Short task
Print the range of lines that opens with the line containing "the car windshield" and closes with the last line of the listing. Include both ends; print nothing more.

Records of labeled points

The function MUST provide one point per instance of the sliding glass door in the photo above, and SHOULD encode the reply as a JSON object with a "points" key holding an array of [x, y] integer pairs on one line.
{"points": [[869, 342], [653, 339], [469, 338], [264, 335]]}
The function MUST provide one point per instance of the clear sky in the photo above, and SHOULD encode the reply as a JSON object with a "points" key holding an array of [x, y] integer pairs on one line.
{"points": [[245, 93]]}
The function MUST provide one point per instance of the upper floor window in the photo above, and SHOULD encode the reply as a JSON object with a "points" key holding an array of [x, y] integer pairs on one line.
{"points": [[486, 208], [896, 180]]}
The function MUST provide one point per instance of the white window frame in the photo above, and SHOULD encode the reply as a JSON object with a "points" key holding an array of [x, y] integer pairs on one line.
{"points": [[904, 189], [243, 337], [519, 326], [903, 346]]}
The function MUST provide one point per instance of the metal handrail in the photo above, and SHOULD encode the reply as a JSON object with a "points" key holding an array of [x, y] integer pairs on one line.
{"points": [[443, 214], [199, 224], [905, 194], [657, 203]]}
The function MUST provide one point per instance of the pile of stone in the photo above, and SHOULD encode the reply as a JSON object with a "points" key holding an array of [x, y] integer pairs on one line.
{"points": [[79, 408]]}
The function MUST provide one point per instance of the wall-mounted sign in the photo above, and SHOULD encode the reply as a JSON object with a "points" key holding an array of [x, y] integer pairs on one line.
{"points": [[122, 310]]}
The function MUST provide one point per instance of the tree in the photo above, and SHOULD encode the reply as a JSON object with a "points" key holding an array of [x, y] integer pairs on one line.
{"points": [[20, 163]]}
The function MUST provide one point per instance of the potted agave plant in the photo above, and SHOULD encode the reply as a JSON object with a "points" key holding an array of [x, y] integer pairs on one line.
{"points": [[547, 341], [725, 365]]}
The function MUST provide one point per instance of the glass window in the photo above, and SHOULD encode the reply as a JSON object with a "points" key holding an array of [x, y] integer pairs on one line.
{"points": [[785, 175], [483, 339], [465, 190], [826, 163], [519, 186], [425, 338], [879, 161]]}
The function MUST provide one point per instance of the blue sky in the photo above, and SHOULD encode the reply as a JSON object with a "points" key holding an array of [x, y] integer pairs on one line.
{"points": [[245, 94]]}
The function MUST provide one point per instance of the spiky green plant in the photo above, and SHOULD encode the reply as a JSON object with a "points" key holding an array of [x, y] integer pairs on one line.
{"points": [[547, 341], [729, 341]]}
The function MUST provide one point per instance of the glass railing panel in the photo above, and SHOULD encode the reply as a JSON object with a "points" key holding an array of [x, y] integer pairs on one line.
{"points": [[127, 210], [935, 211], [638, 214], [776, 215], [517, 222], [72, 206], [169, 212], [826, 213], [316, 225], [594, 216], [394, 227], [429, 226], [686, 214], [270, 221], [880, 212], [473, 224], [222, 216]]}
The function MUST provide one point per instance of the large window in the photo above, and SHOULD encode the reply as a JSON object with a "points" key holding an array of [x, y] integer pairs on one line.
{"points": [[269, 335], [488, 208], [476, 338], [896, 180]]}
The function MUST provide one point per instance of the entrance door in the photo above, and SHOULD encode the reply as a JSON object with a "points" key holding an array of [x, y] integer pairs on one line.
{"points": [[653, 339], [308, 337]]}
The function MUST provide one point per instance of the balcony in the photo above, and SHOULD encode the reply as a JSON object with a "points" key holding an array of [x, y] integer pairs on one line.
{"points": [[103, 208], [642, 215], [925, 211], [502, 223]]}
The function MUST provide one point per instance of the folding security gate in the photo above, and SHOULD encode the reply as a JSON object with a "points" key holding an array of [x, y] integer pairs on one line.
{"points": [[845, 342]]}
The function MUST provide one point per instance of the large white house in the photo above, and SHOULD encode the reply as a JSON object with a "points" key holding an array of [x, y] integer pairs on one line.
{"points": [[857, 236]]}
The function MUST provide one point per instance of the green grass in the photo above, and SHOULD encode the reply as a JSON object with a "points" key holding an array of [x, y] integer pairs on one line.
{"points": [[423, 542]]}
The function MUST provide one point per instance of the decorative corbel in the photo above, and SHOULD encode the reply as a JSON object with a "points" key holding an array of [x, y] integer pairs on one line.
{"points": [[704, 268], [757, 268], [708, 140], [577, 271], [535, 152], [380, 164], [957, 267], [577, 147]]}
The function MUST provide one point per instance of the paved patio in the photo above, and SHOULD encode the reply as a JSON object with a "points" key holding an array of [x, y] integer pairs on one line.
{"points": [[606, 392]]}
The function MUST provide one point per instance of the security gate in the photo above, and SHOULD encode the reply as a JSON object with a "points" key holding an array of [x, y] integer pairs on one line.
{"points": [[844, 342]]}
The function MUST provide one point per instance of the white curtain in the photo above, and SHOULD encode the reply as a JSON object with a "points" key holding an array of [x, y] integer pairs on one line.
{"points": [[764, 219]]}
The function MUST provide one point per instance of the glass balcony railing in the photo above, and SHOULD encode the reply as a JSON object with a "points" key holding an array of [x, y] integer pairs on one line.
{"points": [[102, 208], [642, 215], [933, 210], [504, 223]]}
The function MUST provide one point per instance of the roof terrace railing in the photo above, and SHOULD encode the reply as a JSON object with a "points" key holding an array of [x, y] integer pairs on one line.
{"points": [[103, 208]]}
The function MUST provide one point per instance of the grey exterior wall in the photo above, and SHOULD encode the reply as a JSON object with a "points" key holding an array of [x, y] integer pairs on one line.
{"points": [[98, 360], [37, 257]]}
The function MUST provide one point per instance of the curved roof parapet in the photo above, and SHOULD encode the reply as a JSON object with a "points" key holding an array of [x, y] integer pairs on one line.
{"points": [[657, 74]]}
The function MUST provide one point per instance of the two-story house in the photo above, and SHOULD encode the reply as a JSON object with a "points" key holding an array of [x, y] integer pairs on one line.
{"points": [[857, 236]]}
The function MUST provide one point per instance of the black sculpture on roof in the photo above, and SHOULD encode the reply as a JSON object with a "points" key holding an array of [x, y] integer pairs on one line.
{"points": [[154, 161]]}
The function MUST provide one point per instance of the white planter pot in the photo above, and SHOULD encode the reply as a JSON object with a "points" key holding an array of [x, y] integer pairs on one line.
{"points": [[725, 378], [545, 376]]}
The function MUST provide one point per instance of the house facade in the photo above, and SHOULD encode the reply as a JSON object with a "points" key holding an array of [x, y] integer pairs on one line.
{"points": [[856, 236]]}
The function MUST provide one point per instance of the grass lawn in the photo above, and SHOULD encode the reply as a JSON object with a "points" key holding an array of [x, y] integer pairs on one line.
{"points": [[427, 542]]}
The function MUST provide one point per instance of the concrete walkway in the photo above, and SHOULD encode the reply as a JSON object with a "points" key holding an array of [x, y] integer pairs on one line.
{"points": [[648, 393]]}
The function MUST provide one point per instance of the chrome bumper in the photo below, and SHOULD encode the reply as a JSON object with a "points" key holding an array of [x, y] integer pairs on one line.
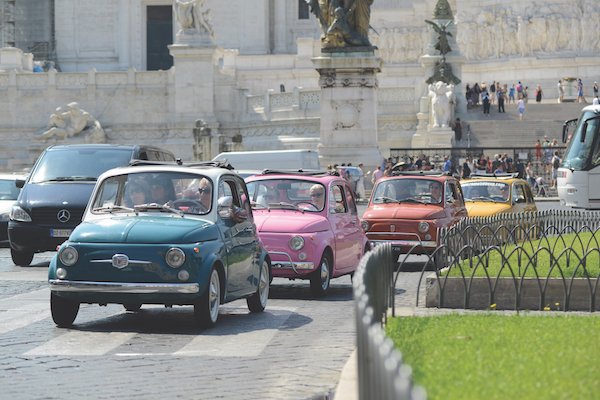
{"points": [[290, 264], [58, 285]]}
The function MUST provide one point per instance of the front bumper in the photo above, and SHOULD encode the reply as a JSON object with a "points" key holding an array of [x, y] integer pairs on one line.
{"points": [[57, 285]]}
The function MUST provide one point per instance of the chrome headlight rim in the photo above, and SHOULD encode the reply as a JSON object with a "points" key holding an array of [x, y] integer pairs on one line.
{"points": [[297, 243], [423, 226], [175, 257], [68, 256]]}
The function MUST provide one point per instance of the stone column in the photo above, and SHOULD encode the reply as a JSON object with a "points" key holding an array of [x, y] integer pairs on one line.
{"points": [[349, 84], [280, 27]]}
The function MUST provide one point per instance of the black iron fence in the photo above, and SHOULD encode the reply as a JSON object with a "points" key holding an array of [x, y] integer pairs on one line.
{"points": [[547, 260], [539, 157]]}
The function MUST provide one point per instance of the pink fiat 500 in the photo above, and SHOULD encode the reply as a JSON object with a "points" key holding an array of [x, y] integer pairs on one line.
{"points": [[308, 222]]}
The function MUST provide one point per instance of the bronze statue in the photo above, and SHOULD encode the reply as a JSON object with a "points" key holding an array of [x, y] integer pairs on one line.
{"points": [[351, 21], [442, 45]]}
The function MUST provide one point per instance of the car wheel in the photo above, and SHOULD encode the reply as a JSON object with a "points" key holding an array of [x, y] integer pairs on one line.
{"points": [[21, 258], [63, 310], [206, 308], [132, 306], [321, 277], [258, 301]]}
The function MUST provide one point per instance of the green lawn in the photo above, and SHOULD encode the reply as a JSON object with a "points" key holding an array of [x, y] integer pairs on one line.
{"points": [[493, 356], [552, 254]]}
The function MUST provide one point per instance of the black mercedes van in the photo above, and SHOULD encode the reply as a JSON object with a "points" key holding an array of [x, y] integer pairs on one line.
{"points": [[56, 192]]}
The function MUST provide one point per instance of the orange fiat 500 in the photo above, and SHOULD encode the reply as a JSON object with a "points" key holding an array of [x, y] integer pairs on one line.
{"points": [[407, 208]]}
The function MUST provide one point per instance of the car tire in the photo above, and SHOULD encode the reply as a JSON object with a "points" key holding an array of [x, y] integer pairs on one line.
{"points": [[21, 258], [132, 306], [258, 301], [206, 308], [64, 311], [321, 278]]}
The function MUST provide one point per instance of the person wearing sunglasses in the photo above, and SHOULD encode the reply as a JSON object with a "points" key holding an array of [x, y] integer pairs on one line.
{"points": [[317, 195], [435, 190]]}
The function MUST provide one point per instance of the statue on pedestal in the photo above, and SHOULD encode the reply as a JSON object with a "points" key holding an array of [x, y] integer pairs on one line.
{"points": [[77, 122], [345, 23], [441, 97], [192, 20]]}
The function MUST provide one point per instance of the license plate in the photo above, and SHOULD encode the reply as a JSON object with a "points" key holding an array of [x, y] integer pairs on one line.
{"points": [[60, 232]]}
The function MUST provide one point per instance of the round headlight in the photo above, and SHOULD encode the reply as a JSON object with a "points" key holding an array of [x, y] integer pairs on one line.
{"points": [[296, 243], [175, 257], [365, 225], [68, 256]]}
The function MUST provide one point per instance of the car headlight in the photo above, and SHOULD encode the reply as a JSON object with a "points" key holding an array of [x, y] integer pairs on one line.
{"points": [[297, 242], [18, 214], [365, 225], [68, 256], [175, 257]]}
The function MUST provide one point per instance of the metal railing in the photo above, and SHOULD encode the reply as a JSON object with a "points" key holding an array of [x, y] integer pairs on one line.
{"points": [[381, 373], [566, 241]]}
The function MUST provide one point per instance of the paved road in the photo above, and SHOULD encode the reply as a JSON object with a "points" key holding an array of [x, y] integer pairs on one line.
{"points": [[296, 349]]}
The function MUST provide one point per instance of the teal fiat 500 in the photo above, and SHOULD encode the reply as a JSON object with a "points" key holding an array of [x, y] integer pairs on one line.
{"points": [[158, 234]]}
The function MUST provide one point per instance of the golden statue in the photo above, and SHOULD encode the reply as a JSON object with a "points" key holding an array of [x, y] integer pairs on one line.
{"points": [[348, 26]]}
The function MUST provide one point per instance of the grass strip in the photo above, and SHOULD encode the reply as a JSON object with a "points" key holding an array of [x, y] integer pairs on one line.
{"points": [[495, 356], [552, 254]]}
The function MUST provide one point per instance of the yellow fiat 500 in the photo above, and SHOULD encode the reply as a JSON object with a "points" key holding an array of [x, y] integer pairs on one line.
{"points": [[487, 194]]}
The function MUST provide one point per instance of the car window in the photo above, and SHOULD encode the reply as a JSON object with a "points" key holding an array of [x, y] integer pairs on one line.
{"points": [[337, 200], [350, 199], [189, 193], [78, 164]]}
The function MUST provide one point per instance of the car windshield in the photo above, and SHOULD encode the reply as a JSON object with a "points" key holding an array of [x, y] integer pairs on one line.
{"points": [[155, 191], [288, 193], [8, 190], [408, 190], [486, 191], [579, 154], [78, 164]]}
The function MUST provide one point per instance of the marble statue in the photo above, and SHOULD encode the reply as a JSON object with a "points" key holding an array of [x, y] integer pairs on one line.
{"points": [[345, 23], [441, 96], [66, 123], [191, 19]]}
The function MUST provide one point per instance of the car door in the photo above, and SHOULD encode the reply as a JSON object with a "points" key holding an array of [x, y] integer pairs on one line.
{"points": [[343, 224], [239, 236]]}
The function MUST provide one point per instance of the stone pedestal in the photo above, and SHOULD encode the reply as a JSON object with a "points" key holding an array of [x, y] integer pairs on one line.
{"points": [[348, 84], [195, 67]]}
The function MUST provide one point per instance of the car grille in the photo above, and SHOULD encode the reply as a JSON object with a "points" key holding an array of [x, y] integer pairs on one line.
{"points": [[49, 216]]}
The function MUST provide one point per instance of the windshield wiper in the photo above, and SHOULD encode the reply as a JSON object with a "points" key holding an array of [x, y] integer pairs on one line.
{"points": [[112, 208], [384, 199], [155, 206]]}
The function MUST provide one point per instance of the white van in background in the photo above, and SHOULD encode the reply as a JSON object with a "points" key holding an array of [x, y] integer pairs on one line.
{"points": [[276, 159]]}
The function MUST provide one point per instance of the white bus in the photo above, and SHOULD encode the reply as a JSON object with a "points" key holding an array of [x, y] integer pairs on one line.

The answer
The function MUST provide one point per instance of the car windshield in the photo above, and SHOULD encode the reply as a JSON object with a "points" key holding an array of [x, y] integer pairs on one line.
{"points": [[155, 191], [288, 193], [8, 190], [408, 190], [486, 191], [579, 154], [78, 164]]}
The function MUST provide one point per instance of the marble statue in the photo above, and SHOULD encode the reply as a JSON object with a "points" key holding an array of [x, y] integer pairs on one line.
{"points": [[345, 23], [441, 96], [66, 123], [191, 19]]}
The function MUST provide one point per instance of the car door in the photo above, and SHOULD encode the reply as a JSON object with a "points" key holding an array of [x, y] integer pairs on one line.
{"points": [[343, 224], [239, 236]]}
The function MUST provide one point per instance of the stone pedestal in the photo above, and SHOULD encode the reply as a JSON object with a "points" key holding an array of [x, y] integer pairs on one line.
{"points": [[348, 84], [195, 67]]}
The function MUST provide one point per instance of the car grille in the photo above, and SHOULD encode the reply as a JSON object with a "points" key holding an array of [x, y] integer pairs on one line.
{"points": [[49, 216]]}
The function MUST provide one point per instance of the windshield wiper in the photo above, and SHOULD encode the reply as a JSON object with a "points" key holding an array of [x, y] integer pairs on one line.
{"points": [[112, 208], [384, 199], [155, 206]]}
The function MUST provide one point per instance of the white van in background in the photo above, and SHOULD encode the reply as a JSON object with a "points" key holding an array of [x, y] integer pairs on one line.
{"points": [[276, 159]]}
The function MUST provide one point per instance of the white bus in the photo above, and SHOULD encode the reply as a JSON object with a "points" key holding an array of [x, y] integer pairs on one line.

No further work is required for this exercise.